## Problem to solve
Reproduce the first line of the entries that follow and each later line, word for word, ending with the one containing "[locate] large green".

Entries taken from a collection:

++++++++

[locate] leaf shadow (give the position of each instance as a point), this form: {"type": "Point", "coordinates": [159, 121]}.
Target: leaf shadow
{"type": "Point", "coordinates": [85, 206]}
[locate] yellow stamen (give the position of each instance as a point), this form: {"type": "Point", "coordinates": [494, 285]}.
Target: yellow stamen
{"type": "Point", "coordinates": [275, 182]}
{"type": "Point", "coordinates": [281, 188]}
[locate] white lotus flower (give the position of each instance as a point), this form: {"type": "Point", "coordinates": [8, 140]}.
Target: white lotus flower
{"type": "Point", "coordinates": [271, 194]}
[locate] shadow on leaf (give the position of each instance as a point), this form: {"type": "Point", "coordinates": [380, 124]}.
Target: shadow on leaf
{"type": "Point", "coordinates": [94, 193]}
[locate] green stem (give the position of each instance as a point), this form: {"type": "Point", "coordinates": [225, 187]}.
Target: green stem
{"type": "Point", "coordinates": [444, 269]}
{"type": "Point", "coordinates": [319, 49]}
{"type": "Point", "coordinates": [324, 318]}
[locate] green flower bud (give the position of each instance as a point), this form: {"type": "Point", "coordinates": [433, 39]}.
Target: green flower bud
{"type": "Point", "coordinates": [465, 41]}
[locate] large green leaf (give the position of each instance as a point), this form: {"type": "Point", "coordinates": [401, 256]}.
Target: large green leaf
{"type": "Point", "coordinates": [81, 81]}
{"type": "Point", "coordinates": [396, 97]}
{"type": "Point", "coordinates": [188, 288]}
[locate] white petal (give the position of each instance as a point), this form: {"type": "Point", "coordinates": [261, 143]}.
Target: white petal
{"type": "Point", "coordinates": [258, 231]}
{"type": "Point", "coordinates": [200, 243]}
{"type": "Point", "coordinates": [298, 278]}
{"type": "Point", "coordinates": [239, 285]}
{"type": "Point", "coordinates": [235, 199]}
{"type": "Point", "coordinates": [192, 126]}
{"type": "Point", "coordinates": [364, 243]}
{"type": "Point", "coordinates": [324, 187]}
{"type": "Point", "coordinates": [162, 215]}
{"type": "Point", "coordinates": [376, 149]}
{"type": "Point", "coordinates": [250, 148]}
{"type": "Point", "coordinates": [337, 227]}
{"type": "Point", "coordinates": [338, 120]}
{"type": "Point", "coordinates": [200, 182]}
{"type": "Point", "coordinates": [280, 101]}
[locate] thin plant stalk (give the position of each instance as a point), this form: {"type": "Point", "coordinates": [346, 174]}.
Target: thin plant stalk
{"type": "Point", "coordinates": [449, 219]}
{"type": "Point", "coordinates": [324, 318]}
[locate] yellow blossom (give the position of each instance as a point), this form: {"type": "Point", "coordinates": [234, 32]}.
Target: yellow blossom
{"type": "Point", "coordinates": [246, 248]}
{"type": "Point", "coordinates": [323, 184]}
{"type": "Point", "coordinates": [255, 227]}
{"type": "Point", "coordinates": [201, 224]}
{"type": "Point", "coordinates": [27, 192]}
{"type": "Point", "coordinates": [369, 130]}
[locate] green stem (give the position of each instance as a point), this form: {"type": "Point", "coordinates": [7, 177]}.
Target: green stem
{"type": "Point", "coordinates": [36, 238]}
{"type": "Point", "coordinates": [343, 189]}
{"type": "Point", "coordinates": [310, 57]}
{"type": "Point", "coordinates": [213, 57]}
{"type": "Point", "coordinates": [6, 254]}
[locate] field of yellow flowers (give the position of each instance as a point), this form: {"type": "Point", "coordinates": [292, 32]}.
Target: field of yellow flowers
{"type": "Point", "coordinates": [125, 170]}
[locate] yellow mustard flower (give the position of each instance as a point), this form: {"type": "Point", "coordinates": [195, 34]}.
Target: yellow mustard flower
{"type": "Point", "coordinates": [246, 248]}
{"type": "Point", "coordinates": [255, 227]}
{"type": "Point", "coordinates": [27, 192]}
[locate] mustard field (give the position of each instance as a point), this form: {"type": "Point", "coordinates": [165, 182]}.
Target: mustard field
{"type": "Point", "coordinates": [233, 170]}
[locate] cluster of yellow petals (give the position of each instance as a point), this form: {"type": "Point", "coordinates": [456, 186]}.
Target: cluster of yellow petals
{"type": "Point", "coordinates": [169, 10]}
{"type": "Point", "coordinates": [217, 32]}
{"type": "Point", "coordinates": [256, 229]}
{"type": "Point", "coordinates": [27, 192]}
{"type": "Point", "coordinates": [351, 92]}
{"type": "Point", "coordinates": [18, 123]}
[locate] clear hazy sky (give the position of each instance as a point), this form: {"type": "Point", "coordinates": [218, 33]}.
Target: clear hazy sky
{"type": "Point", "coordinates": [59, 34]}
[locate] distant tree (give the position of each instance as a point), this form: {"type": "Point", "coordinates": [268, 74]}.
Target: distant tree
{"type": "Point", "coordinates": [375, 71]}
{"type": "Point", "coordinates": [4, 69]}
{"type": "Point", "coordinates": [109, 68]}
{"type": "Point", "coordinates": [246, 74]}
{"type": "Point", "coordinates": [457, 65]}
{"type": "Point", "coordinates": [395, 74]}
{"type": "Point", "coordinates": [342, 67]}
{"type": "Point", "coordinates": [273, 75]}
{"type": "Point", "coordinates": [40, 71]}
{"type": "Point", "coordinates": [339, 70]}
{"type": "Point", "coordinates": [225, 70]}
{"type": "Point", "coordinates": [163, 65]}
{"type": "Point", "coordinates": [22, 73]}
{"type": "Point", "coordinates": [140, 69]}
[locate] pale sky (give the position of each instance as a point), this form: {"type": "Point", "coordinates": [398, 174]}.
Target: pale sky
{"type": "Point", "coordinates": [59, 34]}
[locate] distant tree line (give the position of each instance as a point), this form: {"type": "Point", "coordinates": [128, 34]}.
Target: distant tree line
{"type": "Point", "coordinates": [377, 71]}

++++++++

## Task output
[locate] leaf shadow (give the position of each instance as a point), this form: {"type": "Point", "coordinates": [159, 121]}.
Target: leaf shadow
{"type": "Point", "coordinates": [85, 206]}
[locate] yellow stamen (give the position of each instance as a point), this form: {"type": "Point", "coordinates": [494, 285]}.
Target: yellow stamen
{"type": "Point", "coordinates": [275, 182]}
{"type": "Point", "coordinates": [281, 188]}
[locate] white lotus flower (give the position of each instance as a point), this form: {"type": "Point", "coordinates": [8, 140]}.
Target: white lotus flower
{"type": "Point", "coordinates": [271, 194]}
[locate] shadow on leaf (give the position of each instance as a point), this form: {"type": "Point", "coordinates": [380, 124]}.
Target: shadow on leaf
{"type": "Point", "coordinates": [94, 193]}
[locate] green stem (give the position of each instance as a point), this form: {"type": "Point", "coordinates": [225, 187]}.
Target: green stem
{"type": "Point", "coordinates": [444, 269]}
{"type": "Point", "coordinates": [319, 49]}
{"type": "Point", "coordinates": [324, 318]}
[locate] green flower bud (give the position of each instance as a point), this form: {"type": "Point", "coordinates": [433, 39]}.
Target: green flower bud
{"type": "Point", "coordinates": [465, 41]}
[locate] large green leaf (give the position of each instance as a point), this form: {"type": "Point", "coordinates": [401, 256]}.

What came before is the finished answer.